Our Hindu ancestors sat down and thought of God and morality, and so we have brains to use for the same ends; but in the rush of trying to get gain, we are likely to lose them again.(26)

On one side the new India is saying, "We should have full freedom in the selection of husband and wife, because in the marriage in which we are involved [is] the happiness and misery of our future life; we must have the right to determine according to our own free will." On the other, old India is dictating, "Marriage is not for sense-enjoyment, but to perpetuate the race. This is the Indian concept of marriage. By producing children you are contributing to and are responsible for the future good or evil of society. Hence, society has the right to dictate whom you shall marry and whom you shall not. That form of marriage obtains in society which is conducive most to its well-being; do you give up your desire for individual pleasure for the good of the many."

On one side, new India is saying, " If only we adopt Western ideas, Western language, Western food, Western dress, and Western manners, we shall be as strong and powerful as the Western nations"; on the other, old India is saying, "Fools! By imitation, others’ ideas never become one’s own; nothing, unless earned, is your own. Does the ass in the lion’s skin ever become the lion?’

On the one side, new India is saying, " What the Western nations do is surely good; otherwise how did they become so great?" On the other side, old India is saying, "The flash of lightning is intensely bright, but only for a moment; look out, boys, it is dazzling your eyes. Beware!"

Have we not, then, to learn anything from the West? Must we not needs try and exert ourselves for better things? Are we perfect? Is our society entirely spotless, without any flaw? There are many things to learn, we must struggle for new and higher things till we die - struggle is the end of human life…. That person or that society which has nothing to learn is already in the jaws of death. Yes. Learn we must many things from the West; but there are fears, as well….

O, India, this is your terrible danger: the spell of the West and imitating the West is getting such a strong hold upon you that what is good and what is bad is no longer decided by reason, judgement, discrimination, or reference to the Shastras. Whatever ideas, whatever manners the white people praise or like are good; whatever things they dislike or censure are bad. Alas! What can be a more tangible proof of foolishness than this?

The Western ladies move freely everywhere, therefore that is good, they choose their husbands for themselves; therefore that is the highest step of advancement; the Westerners disapprove of our dress, decorations, food, and ways of living; therefore they must be very bad; the Westerners condemn image worship as sinful; surely, then, image worship is the greatest sin, there is no doubt of it!

● **Goals**
1. Summarize the passage on new and old India in two sentences.
2. Retype the passage on new and old India from "Have we not, then, to" to "fears, as well….".
3. According to the passage on new and old India, what does old India say marriage is for?

● **Provided data**
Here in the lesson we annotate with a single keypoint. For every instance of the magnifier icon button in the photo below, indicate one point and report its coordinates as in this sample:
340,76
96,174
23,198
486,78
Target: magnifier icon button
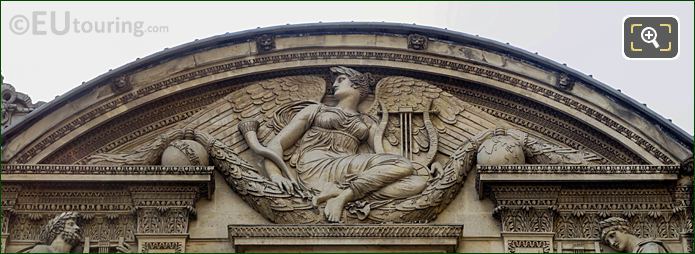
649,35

==

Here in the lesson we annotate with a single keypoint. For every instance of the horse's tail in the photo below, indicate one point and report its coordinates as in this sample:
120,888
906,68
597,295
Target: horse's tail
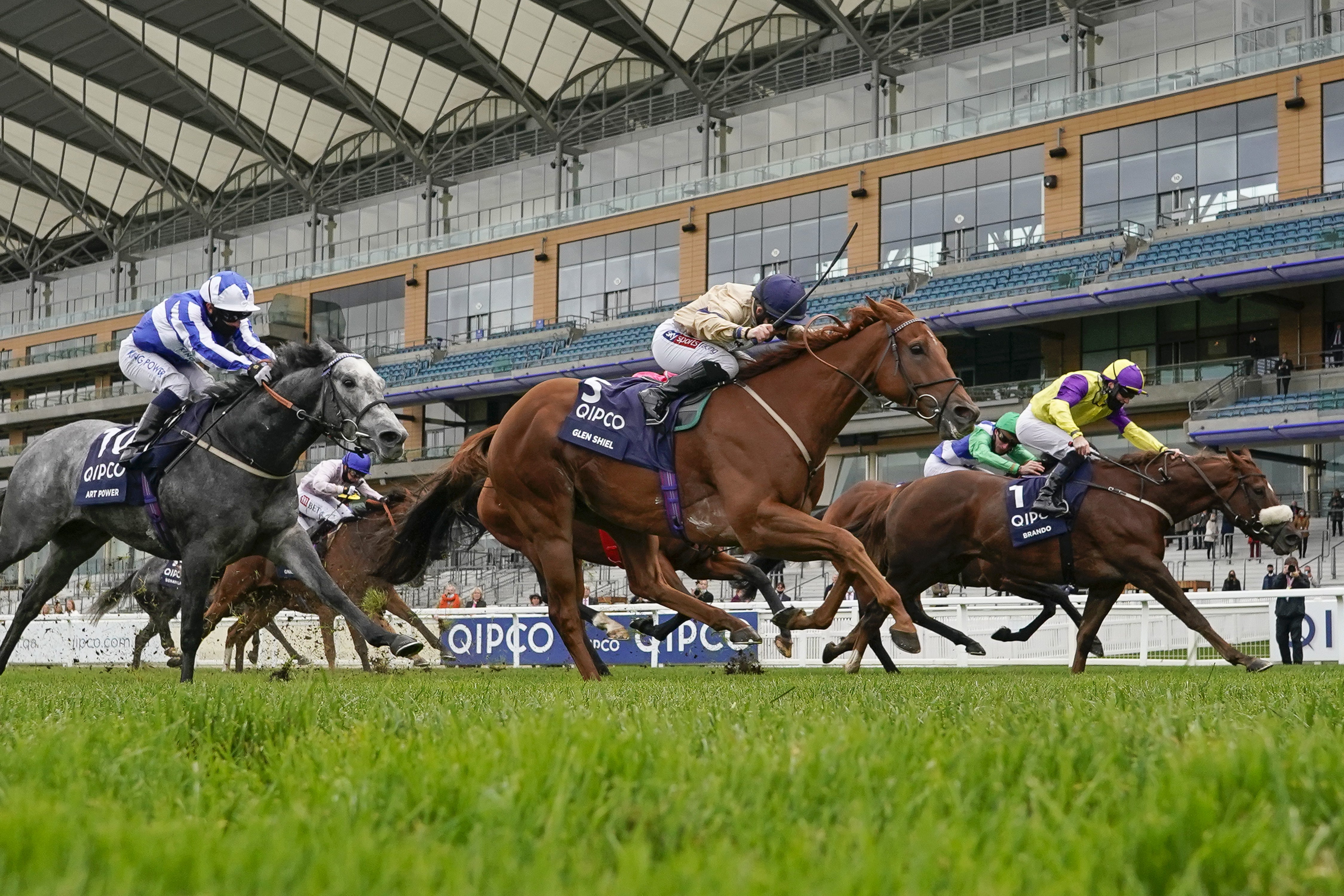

● **Solutions in order**
1. The passage contrasts a new India that wants free choice in marriage and the adoption of Western ideas and ways with an old India that sees marriage as serving society and warns that imitation never makes others' ideas one's own. It grants that there is much to learn from the West but warns that imitating the West has taken such hold that good and bad are no longer judged by reason, discrimination, or the Shastras.

2.
Have we not, then, to learn anything from the West? Must we not needs try and exert ourselves for better things? Are we perfect? Is our society entirely spotless, without any flaw? There are many things to learn, we must struggle for new and higher things till we die - struggle is the end of human life…. That person or that society which has nothing to learn is already in the jaws of death. Yes. Learn we must many things from the West; but there are fears, as well….

3. To perpetuate the race, not for sense-enjoyment.